Andrej Kibrik


Andrej Kibrik is a Russian linguist, the director of the Institute of Linguistics of the Russian Academy of Sciences, and professor at the Philological Faculty of the Moscow State University. Member of the Academia Europaea since 2013.
Kibrik's main research interests lie in the fields of cognitive linguistics, discourse analysis, semantics, grammar, functional linguistics, linguistic typology, areal linguistics, language documentation. he has worked on Athabaskan languages, Caucasian languages, and Turkic languages, among others.

Life

Kibrik was born in Moscow. Both of his parents, Alexander Kibrik and Antonina Koval, were linguists. He graduated from the Department of theoretical and applied linguistics of the Philological Faculty of the Moscow State University in 1984. During his studies at the university, he took part in several linguistic expeditions organized by the Department, in particular to Dagestan, Tuva, Svaneti, Abkhazia.

Requirement 1:
Check each statement against the Andrej Kibrik text and answer yes or no, quoting the words of the text that decide it. (a) Kibrik has been a member of the Academia Europaea since 2013. (b) Kibrik was born in Saint Petersburg. (c) Only one of Kibrik's parents was a linguist.
Requirement 2:
According to the Andrej Kibrik text, which department did Kibrik graduate from?
Requirement 3:
Output everything in the Andrej Kibrik text from "Kibrik was born" down to "Tuva, Svaneti, Abkhazia.".

Entries provided:
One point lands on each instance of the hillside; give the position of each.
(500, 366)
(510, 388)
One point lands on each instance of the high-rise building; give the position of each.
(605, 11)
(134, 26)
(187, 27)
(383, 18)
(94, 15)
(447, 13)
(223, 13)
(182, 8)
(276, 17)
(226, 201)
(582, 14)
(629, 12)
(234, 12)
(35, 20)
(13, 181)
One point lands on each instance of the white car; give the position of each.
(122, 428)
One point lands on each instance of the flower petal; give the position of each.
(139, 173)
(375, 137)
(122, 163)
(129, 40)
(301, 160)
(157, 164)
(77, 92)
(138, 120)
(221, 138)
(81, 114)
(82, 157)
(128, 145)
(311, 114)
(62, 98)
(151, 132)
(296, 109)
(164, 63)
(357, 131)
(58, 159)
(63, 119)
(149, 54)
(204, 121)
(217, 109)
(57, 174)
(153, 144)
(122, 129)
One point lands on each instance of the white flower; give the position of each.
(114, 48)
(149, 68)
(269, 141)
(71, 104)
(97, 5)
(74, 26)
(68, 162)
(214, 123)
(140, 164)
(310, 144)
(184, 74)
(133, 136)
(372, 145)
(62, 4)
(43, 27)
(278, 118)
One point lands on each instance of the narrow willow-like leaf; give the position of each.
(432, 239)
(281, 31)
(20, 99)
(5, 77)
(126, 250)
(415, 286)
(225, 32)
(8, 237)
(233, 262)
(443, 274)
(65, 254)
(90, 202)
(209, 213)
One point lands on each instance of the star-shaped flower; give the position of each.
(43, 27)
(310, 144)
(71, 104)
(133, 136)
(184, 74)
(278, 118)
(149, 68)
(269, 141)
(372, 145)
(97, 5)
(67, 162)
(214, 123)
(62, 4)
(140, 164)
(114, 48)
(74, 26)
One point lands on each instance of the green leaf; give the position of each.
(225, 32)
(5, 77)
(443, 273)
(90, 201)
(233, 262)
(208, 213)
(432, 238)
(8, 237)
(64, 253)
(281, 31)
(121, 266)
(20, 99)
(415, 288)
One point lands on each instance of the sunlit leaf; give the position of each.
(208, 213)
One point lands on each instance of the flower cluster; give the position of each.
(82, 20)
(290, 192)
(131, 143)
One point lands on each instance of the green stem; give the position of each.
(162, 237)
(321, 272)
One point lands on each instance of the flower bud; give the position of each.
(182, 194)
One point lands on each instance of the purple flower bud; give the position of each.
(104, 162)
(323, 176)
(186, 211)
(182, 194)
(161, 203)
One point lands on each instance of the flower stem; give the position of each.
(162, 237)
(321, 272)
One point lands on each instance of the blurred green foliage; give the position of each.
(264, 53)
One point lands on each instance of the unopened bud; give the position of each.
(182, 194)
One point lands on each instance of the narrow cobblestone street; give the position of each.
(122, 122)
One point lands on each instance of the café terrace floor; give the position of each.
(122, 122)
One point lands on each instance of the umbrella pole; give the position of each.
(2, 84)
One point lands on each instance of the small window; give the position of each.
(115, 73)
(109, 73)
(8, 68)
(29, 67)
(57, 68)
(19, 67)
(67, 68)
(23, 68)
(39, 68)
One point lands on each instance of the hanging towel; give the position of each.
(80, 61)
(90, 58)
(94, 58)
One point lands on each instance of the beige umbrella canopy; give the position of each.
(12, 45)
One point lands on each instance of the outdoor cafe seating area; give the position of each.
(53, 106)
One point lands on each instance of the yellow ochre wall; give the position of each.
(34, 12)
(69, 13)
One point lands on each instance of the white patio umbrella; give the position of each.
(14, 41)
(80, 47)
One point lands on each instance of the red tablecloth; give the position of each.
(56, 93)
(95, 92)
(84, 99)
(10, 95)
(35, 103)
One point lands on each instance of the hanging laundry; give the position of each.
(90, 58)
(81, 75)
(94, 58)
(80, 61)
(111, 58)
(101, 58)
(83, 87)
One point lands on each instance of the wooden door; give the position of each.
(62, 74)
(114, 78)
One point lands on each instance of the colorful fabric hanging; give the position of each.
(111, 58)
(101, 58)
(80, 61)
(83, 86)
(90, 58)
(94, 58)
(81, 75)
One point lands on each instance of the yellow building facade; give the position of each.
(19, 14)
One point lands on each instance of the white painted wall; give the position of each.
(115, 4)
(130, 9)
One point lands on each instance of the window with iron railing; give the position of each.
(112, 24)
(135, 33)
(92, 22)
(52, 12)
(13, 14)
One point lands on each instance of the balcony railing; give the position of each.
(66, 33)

Task response 1:
(a) Yes: "Member of the Academia Europaea since 2013."
(b) No: "Kibrik was born in Moscow."
(c) No: "Both of his parents, Alexander Kibrik and Antonina Koval, were linguists."

Task response 2:
The Department of theoretical and applied linguistics of the Philological Faculty of the Moscow State University.

Task response 3:
Kibrik was born in Moscow. Both of his parents, Alexander Kibrik and Antonina Koval, were linguists. He graduated from the Department of theoretical and applied linguistics of the Philological Faculty of the Moscow State University in 1984. During his studies at the university, he took part in several linguistic expeditions organized by the Department, in particular to Dagestan, Tuva, Svaneti, Abkhazia.